REQUIRED WORK
From the line containing "for sky and" to the last line of the records, reproduce every line exactly and print nothing else.

Data excerpts
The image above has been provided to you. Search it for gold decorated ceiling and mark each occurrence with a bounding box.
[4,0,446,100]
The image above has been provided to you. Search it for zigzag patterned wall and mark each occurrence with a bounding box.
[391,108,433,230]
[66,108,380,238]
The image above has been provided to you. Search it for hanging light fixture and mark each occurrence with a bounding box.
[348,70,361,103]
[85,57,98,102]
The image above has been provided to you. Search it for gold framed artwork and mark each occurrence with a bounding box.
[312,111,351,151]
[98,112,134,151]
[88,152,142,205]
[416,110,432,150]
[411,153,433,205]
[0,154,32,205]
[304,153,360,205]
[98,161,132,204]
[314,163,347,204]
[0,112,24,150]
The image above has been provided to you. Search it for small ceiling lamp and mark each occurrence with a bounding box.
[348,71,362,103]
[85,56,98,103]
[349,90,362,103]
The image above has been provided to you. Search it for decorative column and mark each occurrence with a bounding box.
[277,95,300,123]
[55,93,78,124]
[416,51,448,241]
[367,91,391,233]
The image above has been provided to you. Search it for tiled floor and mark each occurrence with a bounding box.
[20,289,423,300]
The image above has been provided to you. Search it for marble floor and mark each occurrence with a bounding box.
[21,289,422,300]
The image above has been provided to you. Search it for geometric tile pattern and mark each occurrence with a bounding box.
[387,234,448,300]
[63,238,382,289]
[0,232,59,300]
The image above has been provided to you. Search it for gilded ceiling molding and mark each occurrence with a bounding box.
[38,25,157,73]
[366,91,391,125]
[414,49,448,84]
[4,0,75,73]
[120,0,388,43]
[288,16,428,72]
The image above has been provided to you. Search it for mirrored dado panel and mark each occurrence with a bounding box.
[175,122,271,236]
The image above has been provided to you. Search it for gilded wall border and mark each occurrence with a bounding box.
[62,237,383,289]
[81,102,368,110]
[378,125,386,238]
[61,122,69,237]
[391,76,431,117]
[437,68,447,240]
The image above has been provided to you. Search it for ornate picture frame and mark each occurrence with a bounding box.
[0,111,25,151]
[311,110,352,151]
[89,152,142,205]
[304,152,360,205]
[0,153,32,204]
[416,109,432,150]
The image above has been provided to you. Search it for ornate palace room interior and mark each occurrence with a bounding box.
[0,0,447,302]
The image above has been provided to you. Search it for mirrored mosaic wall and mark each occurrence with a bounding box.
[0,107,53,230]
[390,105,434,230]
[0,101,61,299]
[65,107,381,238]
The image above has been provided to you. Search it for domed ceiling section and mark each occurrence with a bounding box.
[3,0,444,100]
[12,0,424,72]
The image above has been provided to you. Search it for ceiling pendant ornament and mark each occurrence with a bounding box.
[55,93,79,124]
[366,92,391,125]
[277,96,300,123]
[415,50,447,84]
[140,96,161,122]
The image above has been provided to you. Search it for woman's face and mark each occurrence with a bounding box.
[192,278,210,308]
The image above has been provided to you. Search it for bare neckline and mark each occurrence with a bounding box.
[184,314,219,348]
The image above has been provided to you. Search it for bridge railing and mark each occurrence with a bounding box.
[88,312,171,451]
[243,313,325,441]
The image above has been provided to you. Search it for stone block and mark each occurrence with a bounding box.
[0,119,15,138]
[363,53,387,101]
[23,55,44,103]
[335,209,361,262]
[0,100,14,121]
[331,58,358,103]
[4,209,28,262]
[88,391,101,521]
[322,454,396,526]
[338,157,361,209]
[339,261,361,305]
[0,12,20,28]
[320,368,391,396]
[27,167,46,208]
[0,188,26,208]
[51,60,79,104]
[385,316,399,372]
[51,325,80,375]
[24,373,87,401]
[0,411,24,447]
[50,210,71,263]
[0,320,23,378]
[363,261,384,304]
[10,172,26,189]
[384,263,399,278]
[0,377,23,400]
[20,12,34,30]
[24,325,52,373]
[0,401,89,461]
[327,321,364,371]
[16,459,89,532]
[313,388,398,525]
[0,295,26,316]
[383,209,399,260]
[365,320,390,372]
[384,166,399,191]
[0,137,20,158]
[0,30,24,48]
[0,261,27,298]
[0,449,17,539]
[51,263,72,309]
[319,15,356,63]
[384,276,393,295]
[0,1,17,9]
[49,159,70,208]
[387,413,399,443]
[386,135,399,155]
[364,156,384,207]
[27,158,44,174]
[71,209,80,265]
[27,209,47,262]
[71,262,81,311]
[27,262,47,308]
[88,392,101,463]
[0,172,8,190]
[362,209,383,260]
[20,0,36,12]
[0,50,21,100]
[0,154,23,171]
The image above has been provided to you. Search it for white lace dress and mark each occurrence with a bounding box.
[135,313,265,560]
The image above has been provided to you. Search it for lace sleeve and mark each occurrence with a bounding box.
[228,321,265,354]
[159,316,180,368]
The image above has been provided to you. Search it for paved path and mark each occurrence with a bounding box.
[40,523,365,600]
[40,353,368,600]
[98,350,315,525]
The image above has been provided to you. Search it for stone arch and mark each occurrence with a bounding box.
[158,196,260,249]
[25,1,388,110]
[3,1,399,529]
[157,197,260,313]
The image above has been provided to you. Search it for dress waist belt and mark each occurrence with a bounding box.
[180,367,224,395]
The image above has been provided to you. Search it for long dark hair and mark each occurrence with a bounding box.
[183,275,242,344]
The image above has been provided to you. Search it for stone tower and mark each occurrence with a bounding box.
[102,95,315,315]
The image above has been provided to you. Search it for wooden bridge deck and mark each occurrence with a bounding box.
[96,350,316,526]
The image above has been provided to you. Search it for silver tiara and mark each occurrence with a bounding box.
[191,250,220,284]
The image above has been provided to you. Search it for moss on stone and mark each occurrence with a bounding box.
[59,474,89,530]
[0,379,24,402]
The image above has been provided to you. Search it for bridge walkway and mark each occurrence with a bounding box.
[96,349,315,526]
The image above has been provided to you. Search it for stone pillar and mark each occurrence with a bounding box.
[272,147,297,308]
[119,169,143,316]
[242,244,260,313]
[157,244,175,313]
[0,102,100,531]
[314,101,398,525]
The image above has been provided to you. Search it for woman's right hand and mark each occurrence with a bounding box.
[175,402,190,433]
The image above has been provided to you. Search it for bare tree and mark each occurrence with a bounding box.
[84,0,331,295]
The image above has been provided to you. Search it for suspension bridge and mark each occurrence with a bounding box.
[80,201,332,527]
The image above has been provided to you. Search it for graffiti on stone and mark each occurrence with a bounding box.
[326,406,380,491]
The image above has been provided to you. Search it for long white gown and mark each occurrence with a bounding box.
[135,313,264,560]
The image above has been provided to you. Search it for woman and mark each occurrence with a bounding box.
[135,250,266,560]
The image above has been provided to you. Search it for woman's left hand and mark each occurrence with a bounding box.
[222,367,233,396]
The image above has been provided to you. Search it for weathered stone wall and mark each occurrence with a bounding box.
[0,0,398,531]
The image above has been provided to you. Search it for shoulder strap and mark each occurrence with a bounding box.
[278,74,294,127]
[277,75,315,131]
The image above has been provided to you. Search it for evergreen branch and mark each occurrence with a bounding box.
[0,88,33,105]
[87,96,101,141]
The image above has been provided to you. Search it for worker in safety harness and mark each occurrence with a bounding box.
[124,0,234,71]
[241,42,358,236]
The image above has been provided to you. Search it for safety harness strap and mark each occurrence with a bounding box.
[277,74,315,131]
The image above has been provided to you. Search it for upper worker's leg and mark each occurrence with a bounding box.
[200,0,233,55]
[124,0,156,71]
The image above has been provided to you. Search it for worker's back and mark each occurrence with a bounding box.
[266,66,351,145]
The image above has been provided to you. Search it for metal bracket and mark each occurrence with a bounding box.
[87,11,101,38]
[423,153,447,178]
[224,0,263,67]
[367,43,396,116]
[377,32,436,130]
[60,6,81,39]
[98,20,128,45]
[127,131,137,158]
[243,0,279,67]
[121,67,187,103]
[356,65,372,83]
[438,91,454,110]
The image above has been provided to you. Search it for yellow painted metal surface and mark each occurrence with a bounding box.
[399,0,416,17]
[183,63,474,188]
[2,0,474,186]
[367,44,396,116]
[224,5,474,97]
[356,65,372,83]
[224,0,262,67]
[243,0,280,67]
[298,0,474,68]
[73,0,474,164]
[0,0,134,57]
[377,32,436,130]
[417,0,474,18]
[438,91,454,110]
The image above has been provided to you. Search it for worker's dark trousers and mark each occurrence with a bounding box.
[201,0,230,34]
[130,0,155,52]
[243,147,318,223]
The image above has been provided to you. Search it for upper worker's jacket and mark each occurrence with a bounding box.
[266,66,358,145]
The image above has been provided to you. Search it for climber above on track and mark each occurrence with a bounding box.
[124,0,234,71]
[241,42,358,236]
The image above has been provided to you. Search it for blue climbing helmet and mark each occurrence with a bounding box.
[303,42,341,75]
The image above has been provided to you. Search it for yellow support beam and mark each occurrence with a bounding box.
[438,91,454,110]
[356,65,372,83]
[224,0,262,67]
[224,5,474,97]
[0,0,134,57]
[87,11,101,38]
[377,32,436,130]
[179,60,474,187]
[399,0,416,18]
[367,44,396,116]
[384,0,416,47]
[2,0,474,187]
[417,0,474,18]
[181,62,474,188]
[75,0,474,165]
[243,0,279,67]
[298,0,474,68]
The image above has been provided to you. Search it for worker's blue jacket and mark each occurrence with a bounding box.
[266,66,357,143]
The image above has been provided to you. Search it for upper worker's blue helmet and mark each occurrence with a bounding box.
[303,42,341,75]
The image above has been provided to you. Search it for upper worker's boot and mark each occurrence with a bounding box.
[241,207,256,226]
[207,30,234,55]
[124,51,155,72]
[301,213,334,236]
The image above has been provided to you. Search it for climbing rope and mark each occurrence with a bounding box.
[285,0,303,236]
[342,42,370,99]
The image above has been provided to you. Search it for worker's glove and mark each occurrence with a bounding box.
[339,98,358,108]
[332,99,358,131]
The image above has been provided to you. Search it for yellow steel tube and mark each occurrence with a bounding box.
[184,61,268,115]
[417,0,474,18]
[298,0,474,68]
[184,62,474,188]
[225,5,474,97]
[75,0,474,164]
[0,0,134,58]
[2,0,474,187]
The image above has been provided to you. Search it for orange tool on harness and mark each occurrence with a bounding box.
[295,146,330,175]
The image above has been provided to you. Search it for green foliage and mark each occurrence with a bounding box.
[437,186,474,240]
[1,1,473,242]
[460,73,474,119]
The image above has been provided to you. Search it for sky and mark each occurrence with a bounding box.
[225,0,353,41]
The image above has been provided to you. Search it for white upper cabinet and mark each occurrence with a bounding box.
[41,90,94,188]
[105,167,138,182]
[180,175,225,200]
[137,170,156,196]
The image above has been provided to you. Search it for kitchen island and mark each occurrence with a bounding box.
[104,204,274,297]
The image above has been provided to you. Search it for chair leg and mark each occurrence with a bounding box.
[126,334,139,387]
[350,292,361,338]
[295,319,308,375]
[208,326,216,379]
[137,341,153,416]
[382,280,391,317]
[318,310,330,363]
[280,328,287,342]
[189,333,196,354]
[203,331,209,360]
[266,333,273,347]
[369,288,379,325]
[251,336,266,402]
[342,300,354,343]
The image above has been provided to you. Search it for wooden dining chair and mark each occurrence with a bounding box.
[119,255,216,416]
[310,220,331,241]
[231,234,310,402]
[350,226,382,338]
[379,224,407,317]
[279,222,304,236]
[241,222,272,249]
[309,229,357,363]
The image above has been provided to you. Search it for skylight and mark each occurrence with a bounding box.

RESPONSE TO THIS EXERCISE
The image above has been provided to you. Search it for sky and mark each occurrence with a bounding box.
[225,0,353,41]
The image above has been provided to you. Search it for white upper cabinet and mark each occurrence with a bounding box.
[41,90,94,188]
[105,167,138,182]
[180,175,225,200]
[137,170,156,196]
The image above has been provided to you. Search it for kitchen island and mark each occurrence with a bounding box.
[104,204,274,297]
The image above has been provided to you. Search it for chair leg and mark each occurrence with a bounding box.
[126,334,139,387]
[350,292,361,338]
[295,319,308,375]
[208,326,216,379]
[137,341,153,416]
[382,280,391,317]
[318,310,330,363]
[280,328,287,342]
[189,333,196,354]
[203,331,209,360]
[266,333,273,347]
[369,288,379,325]
[251,336,266,402]
[342,300,354,343]
The image above has been provided to you. Search it for wooden dining chair and mark each occurrence with a bounding box.
[119,255,216,416]
[310,220,331,241]
[231,234,310,402]
[350,226,382,338]
[379,224,407,317]
[279,222,304,236]
[241,222,272,249]
[309,229,357,363]
The image above has been provided to you. Search it for skylight and mark each occurrence with a bounding box.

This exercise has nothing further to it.